=== CONSIGNE ÉCRITE 1 ===
Selon le texte sur le Confédéralisme Démocratique, de quel esprit historique cette pensée est-elle présentée comme une réincarnation ?

=== TEXTE FOURNI ===
______________________________

Aujourd’hui, la seule chance politique des Syriens et du
Moyen-Orient au grand large, est le Confédéralisme Démocratique qui
n’est pas kurde, mais universel. Il appartient à tout le monde. Ceci est important de bien le comprendre. Le Confédéralisme Démocratique
tel que conçu par Öcalan est une émanation de l’esprit communard, une
réincarnation de l’esprit de la Commune de 1871 et des Collectifs
Espagnols de 1936, motivé par l’essence même d’une nature humaine faite
d’entraide, de coopération, de compassion et d’amour, spoliée il y a
bien des siècles par l’avènement, non inéluctable mais induit, du
contrôle du pouvoir et du rapport marchand par une caste établie hors du
corps social des sociétés.
Pour mieux le comprendre laissons la parole à Abdullah Öcalan
qui l’exprime au mieux dans son manifeste que nous avons traduit et
publié il y a bien des années (voir sous cet article)… Öcalan qui bien
sûr est présenté en occident et en Turquie comme un “terroriste”, un
vestige du passé et de l’idéologie marxiste, alors que le PKK a renoncé à
la création d’un état-nation kurde et n’est plus, depuis un quart de
siècle, sur la ligne éculée marxiste de la prise de pouvoir et de
l’imposition d’un pseudo-communisme par la force d’un parti et des
institutions, a remis en cause sa pensée politique et mis en place un
système de gouvernance embrassant les associations libres, la
multiplicité et la diversité culturelle. Le Confédéralisme Démocratique
pensé par Öcalan est l’antidote pratique au pouvoir étatique
centralisé, hiérarchique et oppresseur. Ce qu’il propose n’est pas une
“utopie”, c’est une réalité pratique qui a fonctionné pendant plus de 10
ans dans les communes kurdes à la fois côté turc que côté syrien
(Rojava) et continue de fonctionner aujourd’hui, même si de manière
diluée à la sauce impérialiste ; mais les Kurdes avaient-ils le choix
Das le contexte de la guerre imposée par l’occident colonial prédateur
?. Quelques échantillons ci-après de la pensée d’Öcalan, et lisez le
texte en entier sous l’article. Il en vaut la peine.
“Le PKK n’a jamais regardé la question kurde comme un seul problème ethnique ou de nationalité. Nous avons cru que c’était un projet de libération de la société et de sa démocratisation.”
“L’état-nation lui-même est la force la plus avancée de complet monopole.”
“Si l’état-nation est la colonne vertébrale de la modernité capitaliste, il est aussi certainement la cage de la société naturelle.”
“L’état-nation vise à monopoliser tous les processus sociaux. La diversité et la pluralité doivent être combattues, une approche qui a mené à l’assimilation et au génocide.”
“L’état-nation est le gouverneur national du système capitaliste mondial… c’est une colonie du capital, il sert les processus capitalistes d’exploitation. […] Ainsi, l’état-nation n’est pas avec le peuple, il est au contraire l’ennemi du peuple.”
“Voilà pourquoi la création d’un état-nation kurde n’est pas une option pour le PKK.”
“Le Confédéralisme Démocratique peut être appelé une administration politique non-étatique de la démocratie sans état.”

______________________________

=== DONNÉES ENREGISTRÉES ===

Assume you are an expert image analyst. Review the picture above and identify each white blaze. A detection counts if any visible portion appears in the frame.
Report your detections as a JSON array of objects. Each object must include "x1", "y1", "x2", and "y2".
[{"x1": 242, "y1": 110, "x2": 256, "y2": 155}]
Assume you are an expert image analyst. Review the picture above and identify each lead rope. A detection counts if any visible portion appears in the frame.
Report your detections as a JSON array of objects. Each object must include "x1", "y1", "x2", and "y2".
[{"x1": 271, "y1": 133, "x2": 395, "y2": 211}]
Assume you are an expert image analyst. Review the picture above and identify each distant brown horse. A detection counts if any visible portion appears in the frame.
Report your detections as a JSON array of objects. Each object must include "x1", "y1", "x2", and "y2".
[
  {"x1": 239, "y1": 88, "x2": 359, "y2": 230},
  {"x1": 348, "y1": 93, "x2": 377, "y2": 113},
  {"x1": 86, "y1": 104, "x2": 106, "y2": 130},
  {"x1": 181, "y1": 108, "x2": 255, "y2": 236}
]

______________________________

=== CONSIGNE ÉCRITE 2 ===
Convertissez en liste JSON de chaînes les lignes des données enregistrées, une chaîne par ligne et sans lignes vides. Commencez à la ligne qui contient « identify each distant » et continuez jusqu'à la fin des données enregistrées.

=== RÉSULTAT ATTENDU 1 ===
De l'esprit de la Commune de 1871 et des Collectifs Espagnols de 1936.

=== RÉSULTAT ATTENDU 2 ===
[
  "Assume you are an expert image analyst. Review the picture above and identify each distant brown horse. A detection counts if any visible portion appears in the frame.",
  "Report your detections as a JSON array of objects. Each object must include \"x1\", \"y1\", \"x2\", and \"y2\".",
  "[",
  "  {\"x1\": 239, \"y1\": 88, \"x2\": 359, \"y2\": 230},",
  "  {\"x1\": 348, \"y1\": 93, \"x2\": 377, \"y2\": 113},",
  "  {\"x1\": 86, \"y1\": 104, \"x2\": 106, \"y2\": 130},",
  "  {\"x1\": 181, \"y1\": 108, \"x2\": 255, \"y2\": 236}",
  "]"
]